_Document section_.
[BEGIN]
Brent Venables Still Has One Massive Thing To Prove At Oklahoma

As Brent Venables enters a critical period as Oklahoma's head coach, he'll need to address lingering questions about offensive strategy and rivalry victories to secure his legacy and the program's future success.

Brent Venables spent 2025 answering questions, and by the end of the season he had given Oklahoma enough reason to keep listening. After a second 6-7 finish in three years, the pressure was real. From the Michigan game on, every week carried the feel of a test, and for the most part, Venables and the Sooners passed enough of them to earn praise for a College Football Playoff season.

Still, the work is not finished.

Oklahoma’s larger mission will always be obvious: win a national championship. But before the Sooners get there, 2026 has to answer a few smaller, and maybe more revealing, questions about whether Venables is truly the coach for the long haul.

The biggest one sits on offense. The expectation is that Ben Arbuckle’s arrival points Oklahoma toward an air raid-based attack, which fits with Venables’ history with Jeff Lebby and his own time in Norman under Bob Stoops. Lebby came in as a known playcaller, and his hire also helped bridge the Lincoln Riley era while giving Venables a smoother landing with the staff.

That path never really held once Seth Littrell was promoted, and Venables made clear it was a failure. Arbuckle is now heading into Year 2 after a debut that didn’t produce much buzz in Norman, though John Mateer’s broken hand clearly played a part. Even so, if Oklahoma is going to take the next step, the offense has to take one too.

The defense is already there. Venables has turned that side of the ball into a unit that carries real national respect.

What’s still missing is a consistent offensive identity that matches it. Lebby gave Oklahoma some success, but there hasn’t been enough elsewhere to say Venables has fully proven he can run a program that wins big on both sides of the ball. 2025 offered flashes. 2026 has to offer proof.

Then there’s Texas.

Venables enters his fifth season at Oklahoma with a 1-3 record in the Red River Rivalry. The program’s standard is bigger than one game, of course, but the Longhorns have been a stubborn problem since 2022, and another loss would push Venables to 1-4. That kind of mark would invite even more noise.

It would also place him alongside two coaches whose early runs against Texas became part of the conversation around their tenures. Chuck Fairbanks and Gary Gibbs both went 1-4 in their first five games against the Longhorns.
[END]
_Set task a_.
Can you copy the Brent Venables article, starting with "That path never" and going on through "to offer proof.", with "defense" renamed to "defensive unit"?
The article and the rows are unrelated material.

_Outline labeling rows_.
[BEGIN]
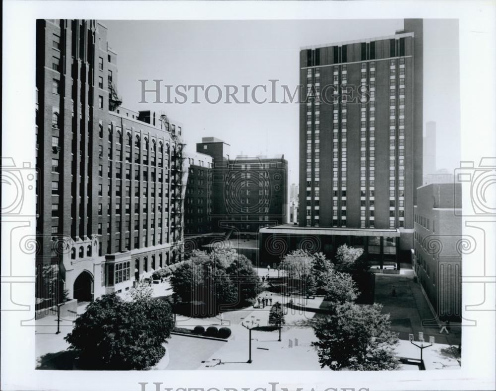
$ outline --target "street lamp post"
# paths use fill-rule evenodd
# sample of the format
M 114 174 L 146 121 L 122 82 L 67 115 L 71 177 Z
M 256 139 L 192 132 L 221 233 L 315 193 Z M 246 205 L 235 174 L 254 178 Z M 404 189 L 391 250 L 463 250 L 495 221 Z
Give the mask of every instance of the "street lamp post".
M 56 334 L 61 333 L 61 306 L 63 303 L 57 304 L 57 331 Z
M 241 318 L 241 319 L 242 319 L 243 318 Z M 260 320 L 259 319 L 257 319 L 256 320 L 257 321 L 259 321 Z M 245 324 L 245 322 L 246 322 L 246 325 Z M 241 325 L 242 325 L 242 326 L 243 326 L 243 327 L 244 327 L 245 328 L 246 328 L 247 329 L 248 329 L 248 337 L 249 337 L 249 342 L 248 342 L 248 350 L 249 350 L 249 357 L 248 358 L 248 361 L 247 361 L 247 363 L 248 363 L 248 364 L 251 364 L 251 330 L 252 330 L 255 327 L 258 327 L 258 324 L 257 323 L 255 325 L 254 324 L 254 322 L 253 322 L 253 321 L 251 321 L 251 327 L 250 327 L 249 321 L 247 320 L 245 321 L 245 322 L 242 322 L 241 323 Z
M 424 365 L 424 349 L 426 347 L 430 347 L 433 346 L 434 343 L 434 337 L 429 337 L 429 344 L 424 345 L 424 342 L 425 340 L 424 339 L 424 333 L 419 331 L 419 341 L 420 342 L 420 345 L 417 345 L 415 343 L 413 339 L 413 334 L 409 334 L 408 335 L 408 339 L 410 340 L 410 343 L 414 346 L 417 346 L 419 349 L 420 349 L 420 364 L 421 364 L 421 370 L 423 371 L 425 370 L 425 366 Z

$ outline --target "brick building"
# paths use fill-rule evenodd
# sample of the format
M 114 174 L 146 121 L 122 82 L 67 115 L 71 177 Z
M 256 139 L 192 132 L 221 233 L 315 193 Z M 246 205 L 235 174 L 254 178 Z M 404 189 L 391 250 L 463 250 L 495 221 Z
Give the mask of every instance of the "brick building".
M 422 29 L 405 19 L 393 35 L 300 51 L 299 226 L 264 229 L 264 241 L 279 232 L 281 250 L 310 240 L 332 256 L 346 243 L 381 265 L 409 260 L 422 183 Z
M 186 152 L 187 183 L 185 200 L 185 236 L 188 238 L 212 232 L 212 157 Z
M 458 322 L 462 251 L 470 243 L 462 235 L 461 207 L 461 184 L 432 184 L 417 189 L 415 273 L 437 316 Z
M 81 300 L 183 252 L 182 127 L 121 106 L 107 33 L 95 20 L 37 21 L 37 275 L 57 265 L 60 290 Z
M 288 162 L 284 155 L 232 159 L 229 147 L 212 137 L 196 144 L 197 152 L 213 159 L 213 230 L 254 238 L 260 227 L 287 221 Z

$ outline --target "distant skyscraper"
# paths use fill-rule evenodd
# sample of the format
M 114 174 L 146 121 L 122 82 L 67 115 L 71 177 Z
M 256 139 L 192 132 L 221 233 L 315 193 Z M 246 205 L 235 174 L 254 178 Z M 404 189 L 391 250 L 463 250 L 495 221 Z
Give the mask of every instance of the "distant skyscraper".
M 312 250 L 330 255 L 347 243 L 381 261 L 399 251 L 409 257 L 422 184 L 423 36 L 421 19 L 405 19 L 394 35 L 300 51 L 308 93 L 300 106 L 299 227 L 262 234 L 293 235 L 284 239 L 290 249 L 318 235 Z M 264 256 L 281 255 L 262 247 Z
M 426 135 L 424 137 L 424 175 L 435 174 L 435 123 L 426 123 Z

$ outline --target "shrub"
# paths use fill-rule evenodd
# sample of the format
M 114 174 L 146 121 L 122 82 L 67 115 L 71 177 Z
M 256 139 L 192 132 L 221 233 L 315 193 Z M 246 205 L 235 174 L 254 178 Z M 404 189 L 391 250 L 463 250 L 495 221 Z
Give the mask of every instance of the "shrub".
M 205 336 L 216 337 L 219 332 L 219 330 L 215 326 L 210 326 L 207 328 L 207 331 L 205 332 Z
M 160 277 L 163 277 L 165 278 L 170 274 L 170 271 L 168 270 L 167 267 L 161 267 L 153 272 L 152 274 L 152 278 L 154 280 L 159 280 Z
M 175 327 L 174 329 L 173 330 L 174 332 L 180 332 L 182 334 L 192 334 L 192 330 L 190 330 L 189 328 L 185 328 L 184 327 Z
M 203 326 L 195 326 L 194 328 L 193 329 L 193 334 L 197 334 L 199 335 L 202 335 L 204 332 L 205 327 Z
M 229 338 L 230 335 L 231 335 L 230 328 L 228 328 L 227 327 L 221 327 L 219 329 L 219 333 L 217 334 L 219 338 L 226 339 Z

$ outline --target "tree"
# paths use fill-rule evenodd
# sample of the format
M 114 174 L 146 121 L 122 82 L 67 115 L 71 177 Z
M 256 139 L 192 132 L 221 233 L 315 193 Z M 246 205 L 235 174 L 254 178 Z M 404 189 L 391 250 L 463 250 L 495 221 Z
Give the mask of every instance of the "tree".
[END]
_Set task b_.
Can you shift the rows, starting at the top of the rows and going on through the line with "M 424 365 L", by adding -34 to every outline coordinate in the answers? Keep the requests, give only those lines, and leave the pictures out.

_Written answer a_.
That path never really held once Seth Littrell was promoted, and Venables made clear it was a failure. Arbuckle is now heading into Year 2 after a debut that didn’t produce much buzz in Norman, though John Mateer’s broken hand clearly played a part. Even so, if Oklahoma is going to take the next step, the offense has to take one too.

The defensive unit is already there. Venables has turned that side of the ball into a unit that carries real national respect.

What’s still missing is a consistent offensive identity that matches it. Lebby gave Oklahoma some success, but there hasn’t been enough elsewhere to say Venables has fully proven he can run a program that wins big on both sides of the ball. 2025 offered flashes. 2026 has to offer proof.

_Written answer b_.
$ outline --target "street lamp post"
# paths use fill-rule evenodd
# sample of the format
M 114 174 L 146 121 L 122 82 L 67 115 L 71 177 Z
M 256 139 L 192 132 L 221 233 L 315 193 Z M 246 205 L 235 174 L 254 178 Z M 404 189 L 391 250 L 463 250 L 495 221 Z
Give the mask of every instance of the "street lamp post".
M 22 300 L 27 299 L 27 272 L 29 269 L 23 270 L 23 297 Z
M 207 284 L 207 285 L 208 285 L 209 284 Z M 226 286 L 225 285 L 223 285 L 222 286 L 223 287 L 225 287 Z M 211 290 L 211 288 L 212 288 L 212 291 Z M 207 291 L 208 291 L 208 292 L 209 292 L 209 293 L 210 293 L 211 294 L 212 294 L 213 295 L 214 295 L 214 303 L 215 303 L 215 308 L 214 308 L 214 316 L 215 316 L 215 323 L 214 324 L 214 327 L 213 327 L 213 329 L 214 329 L 214 330 L 217 330 L 217 296 L 218 296 L 221 293 L 224 293 L 224 290 L 223 289 L 221 291 L 220 290 L 220 288 L 219 288 L 219 287 L 217 287 L 217 293 L 216 293 L 215 287 L 213 286 L 211 287 L 211 288 L 208 288 L 207 289 Z
M 390 331 L 390 315 L 392 313 L 396 313 L 399 312 L 400 309 L 400 303 L 395 303 L 395 310 L 390 311 L 390 308 L 391 306 L 390 305 L 390 299 L 385 297 L 385 307 L 386 308 L 386 311 L 383 311 L 381 309 L 379 305 L 379 300 L 375 300 L 374 301 L 374 305 L 376 306 L 376 309 L 380 312 L 383 312 L 385 315 L 386 315 L 386 330 L 387 330 L 387 336 L 389 337 L 391 336 L 391 332 Z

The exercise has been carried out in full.